# Meet up?



## Dragster (Aug 3, 2004)

Piranha owners in the UK i think we should have a meet up,have a beer,talk about crap and stuff.


----------



## alan (Mar 11, 2004)

when/where ?


----------



## Dragster (Aug 3, 2004)

Need to see where everybody is 1st and then meet up somewhere in the middle


----------



## CraigStables (Oct 5, 2003)

im round manchester way and would be up for it. Lets figure out where us best and get something sorted!


----------



## Dragster (Aug 3, 2004)

Need more people can we post this where more will see it.


----------



## CraigStables (Oct 5, 2003)

Dragster said:


> Need more people can we post this where more will see it.


I'll make a post in GC about it and link to here!


----------



## DiXoN (Jan 31, 2003)

Sunderland in thw north east.


----------



## Tinkerbelle (Oct 14, 2004)

i'll be in leicester as of january 2006


----------



## CraigStables (Oct 5, 2003)

Tinkerbelle said:


> i'll be in leicester as of january 2006


you staying with family over there?


----------



## killarbee (Jan 23, 2004)

If you all manage to meet up don't forget to take pictures


----------



## alan (Mar 11, 2004)

im in west london


----------



## Dragster (Aug 3, 2004)

More people come on dont be so boring


----------



## StuartDanger (Aug 7, 2003)

banbury in oxford

why dont we meet up in london at the aquarium?


----------



## EddC (Apr 1, 2004)

I live near NickG in Bucks. I am 14 tho so I can't drink beer so the Aquarium sounds like a great idea! When?

EddC


----------



## gasman (Jan 1, 2004)

i live in newmarket in suffolk(15 mins from cambridge)

gasman


----------



## inked82 (Oct 26, 2004)

im in nottingham bout 20 miles from leicester tink


----------



## clarence (Jun 8, 2004)

bedford here , it would be easy if u all met round mine .


----------



## CraigStables (Oct 5, 2003)

everyone go and put yourself on the UK P-Fury map (see pinned thread in here) will make it easier to figure where is best!


----------



## StuartDanger (Aug 7, 2003)

everyone is spread around!!!

most people are in the midlands. i still say london aquarium


----------



## Whall Banner (Nov 25, 2004)

alan said:


> im in west london


Your in West London and your a Hammers fan? Nice one Alan.

I live about a 10 min walk from Green Street Upton Park.


----------



## storme37 (Aug 12, 2005)

london aquarium good 4 me i'm in kent


----------



## Duncstar (Oct 25, 2005)

I say meeting up at the london aquarium would be a great idea. I'm right down in the south, near southampton.

-dunc


----------



## Dragster (Aug 3, 2004)

I think aquarium sounds like a good idea,we'll have to take some P's with us because they only have 3 reds last time i went hehe


----------



## Duncstar (Oct 25, 2005)

If you want P's, you'll have to come down to bournemouth. They have the best Predatoryy Fresh water section I have seen. A shoal of 25 strong Red Bellys, a tank full of Rhoms, and a shoal of about 10 2 foot long pacu. They also have loads of Chainsaw Cats, Red Tail Cats and loads of other very very cool preds. I reccomend Bournemouth aquairum.

-dunc


----------



## ginor2k (Oct 26, 2005)

Sounds amazing, if only I could get up there


----------



## storme37 (Aug 12, 2005)

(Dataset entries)

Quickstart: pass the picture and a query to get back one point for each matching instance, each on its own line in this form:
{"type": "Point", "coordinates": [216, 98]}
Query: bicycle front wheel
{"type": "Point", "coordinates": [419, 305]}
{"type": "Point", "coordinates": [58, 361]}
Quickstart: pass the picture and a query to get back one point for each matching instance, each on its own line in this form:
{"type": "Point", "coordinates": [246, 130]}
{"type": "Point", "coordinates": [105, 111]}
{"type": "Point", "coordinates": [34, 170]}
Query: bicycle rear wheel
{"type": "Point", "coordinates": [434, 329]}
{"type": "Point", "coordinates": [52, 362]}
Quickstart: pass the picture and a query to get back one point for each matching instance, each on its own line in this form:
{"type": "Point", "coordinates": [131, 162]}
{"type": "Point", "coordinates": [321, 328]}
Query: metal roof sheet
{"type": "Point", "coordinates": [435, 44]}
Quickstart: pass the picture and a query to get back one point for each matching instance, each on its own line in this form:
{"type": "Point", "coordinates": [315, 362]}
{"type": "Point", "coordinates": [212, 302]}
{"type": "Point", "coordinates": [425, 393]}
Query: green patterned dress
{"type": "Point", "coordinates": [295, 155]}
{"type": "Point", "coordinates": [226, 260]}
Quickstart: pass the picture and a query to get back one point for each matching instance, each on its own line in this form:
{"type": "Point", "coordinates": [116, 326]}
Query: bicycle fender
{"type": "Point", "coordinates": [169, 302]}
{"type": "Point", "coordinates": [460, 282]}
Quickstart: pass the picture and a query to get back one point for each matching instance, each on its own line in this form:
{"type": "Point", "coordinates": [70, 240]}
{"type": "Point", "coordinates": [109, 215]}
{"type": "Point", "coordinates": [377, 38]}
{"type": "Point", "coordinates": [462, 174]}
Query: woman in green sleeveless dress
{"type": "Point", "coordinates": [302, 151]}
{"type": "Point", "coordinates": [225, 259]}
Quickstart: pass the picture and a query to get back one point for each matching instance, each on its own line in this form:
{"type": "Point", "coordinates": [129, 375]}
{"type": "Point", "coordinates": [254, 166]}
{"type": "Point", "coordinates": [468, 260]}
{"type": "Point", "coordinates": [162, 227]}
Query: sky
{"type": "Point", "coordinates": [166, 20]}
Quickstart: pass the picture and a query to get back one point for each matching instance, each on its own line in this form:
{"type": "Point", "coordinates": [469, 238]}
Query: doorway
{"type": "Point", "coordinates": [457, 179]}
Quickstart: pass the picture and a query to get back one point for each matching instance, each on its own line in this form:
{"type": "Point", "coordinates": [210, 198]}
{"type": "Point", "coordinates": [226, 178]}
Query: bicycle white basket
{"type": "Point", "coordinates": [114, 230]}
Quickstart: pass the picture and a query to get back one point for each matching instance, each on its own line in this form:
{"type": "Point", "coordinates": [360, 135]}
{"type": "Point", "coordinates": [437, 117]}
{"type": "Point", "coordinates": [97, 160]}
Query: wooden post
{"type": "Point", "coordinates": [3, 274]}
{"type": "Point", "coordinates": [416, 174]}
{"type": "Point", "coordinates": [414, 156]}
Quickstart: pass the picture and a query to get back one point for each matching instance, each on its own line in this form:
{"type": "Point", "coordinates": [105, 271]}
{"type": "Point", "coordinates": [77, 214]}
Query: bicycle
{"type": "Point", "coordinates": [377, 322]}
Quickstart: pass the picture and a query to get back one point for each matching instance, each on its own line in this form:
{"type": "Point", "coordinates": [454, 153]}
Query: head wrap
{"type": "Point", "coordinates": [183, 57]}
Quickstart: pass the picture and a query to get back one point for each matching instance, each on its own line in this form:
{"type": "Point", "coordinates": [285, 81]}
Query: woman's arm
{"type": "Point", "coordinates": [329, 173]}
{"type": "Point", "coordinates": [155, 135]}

• [What you are asked to do]: In the thread about a meetup for UK piranha owners, copy the stretch from "## inked82 (Oct" through "round mine .". The rows are not required for this work.

• [The output]:
## inked82 (Oct 26, 2004)

im in nottingham bout 20 miles from leicester tink


----------



## clarence (Jun 8, 2004)

bedford here , it would be easy if u all met round mine .